── Trecho fornecido

Embora o pronome de tratamento
‘você’ (conjugado na terceira pessoa do singular) seja identificado com o
pronome pessoal ‘tu’ (conjugado na segunda pessoa do singular), ainda há um
grau de significância diferenciado entre os dois.
Se eu me volto a uma namorada,
noiva, esposa, amiga, irmã ou alguém com o mesmo grau de responsabilidade e
digo: ‘Tu estás linda!’ ou ‘Você está linda!’, não há diferença de significado.
Porém, ao nos referirmos a Deus, parece
que há uma diferença de significado entre os dois termos. Há muitas canções e
referências a Deus utilizando o pronome pessoal (Tu), porém há uma certa
rejeição por utilizar para Ele o pronome de tratamento (Você). Isso porque o
‘tu’ tende a ser mais formal do que ‘você’, mas nem sempre foi assim.
Tu x Você (Antes)
O pronome ‘vossa mercê’ (de onde
veio o atual pronome ‘você’) era utilizado no elevado tratamento dado aos reis. O ‘tu’ era reservado apenas às classes menos favorecidas ou usados
pelos poderosos quando existisse grande
grau de intimidade, geralmente intimidade familiar, e de superiores para
inferiores (pais para filhos, avós para netos, tios para sobrinhos, patrões
para criados e populares).
À medida que os reis portugueses foram sucessivamente
reservando para si os chamamentos superiores de ‘Vossa Majestade’, o restante
da nobreza chamado de ‘Vossa Senhoria’,
e os ministros de Estado de ‘Vossa Excelência’, o tratamento de ‘Vossa Mercê’ foi diminuindo de status. Com
o correr dos séculos foi se transformando, passando por sucessiva contração de ‘Vossa misericórdia senhor’, ‘vossa mercê’, ‘vossemecê’, ‘vomecê’, ‘vosmicê’ e ‘vancê’, até chegar ao atual ‘você’ e se assemelhou ao ‘tu’.

────

Tarefas propostas =>
(1) No texto sobre os pronomes "tu" e "você", quais formas aparecem como etapas da contração entre o ponto de partida e o atual "você"? Inclua a primeira forma da série.
(2) Dê continuidade ao texto sobre os pronomes "tu" e "você" a partir do ponto em que ele termina.

── Dados extraídos

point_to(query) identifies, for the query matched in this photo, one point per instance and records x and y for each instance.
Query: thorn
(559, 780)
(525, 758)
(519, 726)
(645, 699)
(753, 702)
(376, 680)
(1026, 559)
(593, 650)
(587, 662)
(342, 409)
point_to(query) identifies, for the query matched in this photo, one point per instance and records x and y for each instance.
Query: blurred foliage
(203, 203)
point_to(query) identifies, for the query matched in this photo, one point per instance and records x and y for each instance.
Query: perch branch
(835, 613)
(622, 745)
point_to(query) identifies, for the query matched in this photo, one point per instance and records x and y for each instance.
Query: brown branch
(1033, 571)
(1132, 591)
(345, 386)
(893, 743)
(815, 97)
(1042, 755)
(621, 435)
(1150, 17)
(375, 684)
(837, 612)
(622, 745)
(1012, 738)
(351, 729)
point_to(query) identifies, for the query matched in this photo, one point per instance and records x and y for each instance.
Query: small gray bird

────
── Dados extraídos

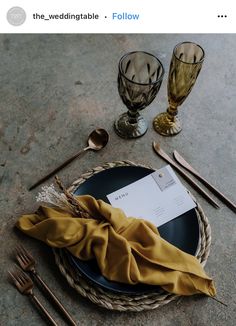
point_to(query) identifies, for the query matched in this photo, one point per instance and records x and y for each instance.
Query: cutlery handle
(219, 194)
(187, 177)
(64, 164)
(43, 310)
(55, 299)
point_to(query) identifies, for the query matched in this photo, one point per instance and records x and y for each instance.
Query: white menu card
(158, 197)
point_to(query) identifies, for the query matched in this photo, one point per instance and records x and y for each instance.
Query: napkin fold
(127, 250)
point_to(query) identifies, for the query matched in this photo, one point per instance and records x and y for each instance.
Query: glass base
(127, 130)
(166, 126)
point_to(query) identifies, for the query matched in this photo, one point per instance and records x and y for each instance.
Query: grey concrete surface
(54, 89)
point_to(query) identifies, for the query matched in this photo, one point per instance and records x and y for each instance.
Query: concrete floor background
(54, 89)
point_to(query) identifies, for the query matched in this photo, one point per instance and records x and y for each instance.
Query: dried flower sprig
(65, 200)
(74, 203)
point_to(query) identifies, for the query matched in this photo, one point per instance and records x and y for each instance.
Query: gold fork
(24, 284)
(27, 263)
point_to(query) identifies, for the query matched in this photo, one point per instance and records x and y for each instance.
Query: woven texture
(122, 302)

────
── Dados extraídos

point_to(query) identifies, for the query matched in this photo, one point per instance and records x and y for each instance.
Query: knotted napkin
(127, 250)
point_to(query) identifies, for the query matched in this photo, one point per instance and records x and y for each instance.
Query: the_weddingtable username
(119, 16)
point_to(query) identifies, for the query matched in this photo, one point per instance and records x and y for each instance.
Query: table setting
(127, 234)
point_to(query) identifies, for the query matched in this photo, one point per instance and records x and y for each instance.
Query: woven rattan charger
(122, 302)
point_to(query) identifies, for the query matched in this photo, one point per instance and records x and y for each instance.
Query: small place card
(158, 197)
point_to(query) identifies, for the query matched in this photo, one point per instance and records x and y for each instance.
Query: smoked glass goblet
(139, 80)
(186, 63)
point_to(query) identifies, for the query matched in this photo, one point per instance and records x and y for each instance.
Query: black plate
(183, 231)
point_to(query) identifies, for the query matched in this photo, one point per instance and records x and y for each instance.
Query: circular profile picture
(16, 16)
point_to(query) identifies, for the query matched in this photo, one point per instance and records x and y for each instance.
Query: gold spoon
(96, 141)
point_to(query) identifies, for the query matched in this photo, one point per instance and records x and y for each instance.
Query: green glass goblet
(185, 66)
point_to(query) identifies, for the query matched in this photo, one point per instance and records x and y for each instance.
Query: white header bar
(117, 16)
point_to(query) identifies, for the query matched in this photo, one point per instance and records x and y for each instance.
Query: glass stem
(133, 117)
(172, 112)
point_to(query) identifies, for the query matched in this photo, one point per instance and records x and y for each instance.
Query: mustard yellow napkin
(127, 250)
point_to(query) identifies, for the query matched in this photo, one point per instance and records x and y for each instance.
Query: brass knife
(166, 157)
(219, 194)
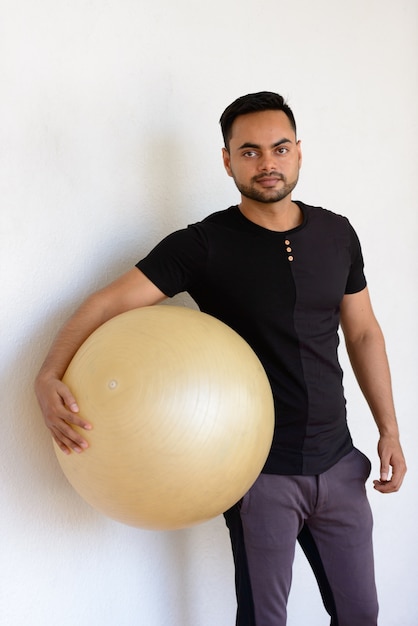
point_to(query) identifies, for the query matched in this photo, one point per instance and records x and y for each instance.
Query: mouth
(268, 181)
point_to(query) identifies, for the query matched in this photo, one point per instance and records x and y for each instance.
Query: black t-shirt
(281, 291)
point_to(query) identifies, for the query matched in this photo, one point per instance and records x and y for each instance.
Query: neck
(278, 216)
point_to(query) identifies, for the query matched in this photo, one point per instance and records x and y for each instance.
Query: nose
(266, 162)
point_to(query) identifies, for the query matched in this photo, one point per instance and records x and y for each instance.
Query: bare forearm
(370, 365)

────

Respostas às tarefas =>
(1) 'Vossa misericórdia senhor', 'vossa mercê', 'vossemecê', 'vomecê', 'vosmicê' e 'vancê'.

(2)
Na verdade, o tempo fez com que a
importância dos dois termos se revertesse. O pronome ‘você’ é considerado como
uma forma de insulto ou de desvalorização em certas regiões de Portugal. Independente
disso, não temos por costume utilizar o ‘tu’ ou ‘você’ para nos referirmos a
pessoas mais velhas, à estranhos ou à autoridades. Preferimos nessas situações,
utilizar o pronome ‘senhor’.
Assim como ‘você’, o termo ‘senhor’
é um pronome de tratamento. Senhor deriva de um vocábulo do latim ‘sênior’ que
significa ‘idoso’ ou ‘mais velho’, pretensamente ‘aquele que teria mais
sabedoria’. ‘Senhor’ é um pronome de tratamento utilizado para traduzir o grego
Kyrios e o hebraico Adonay.
É certo que, em algumas passagens
bíblicas, a palavra ‘senhor’ está substituindo o nome impronunciável de Deus
(YHWH), mas em outras vezes é a tradução de ‘Adonay’ ou ‘Kyrios’. Aí entra a
questão: ‘Adonay’ é um título, ou melhor, um pronome de tratamento, ou um nome
de Deus como ‘El’, ‘Elohim’, ‘YHWH’ etc.?
Tu x Você para Deus
Tratar Deus pelo pronome ‘você’ é
ofensivo? Mas, quem assim considera, canta os clássicos ‘Tu és Soberano’
(Ministério Koinonya de Louvor) ou ‘Tu és Fiel, Senhor’ (hino 535 da Harpa
Cristã)?
Tratar Deus pelos pronomes ‘tu’
ou ‘você’, equivale no mesmo, embora o ‘você’ pareça mais pesado. Isso talvez aconteça
porque, por exemplo, aqui no Rio de Janeiro, não temos o hábito de utilizar tanto
o pronome ‘tu’. Mas, é só uma questão de tempo mesmo. Caso o ‘tu’ desapareça do
nosso vocabulário, o ‘você’ pode prevalecer ao nos referirmos a Deus. E isso
não é uma tendência apenas do ‘tu’. Veja:
Eu falo.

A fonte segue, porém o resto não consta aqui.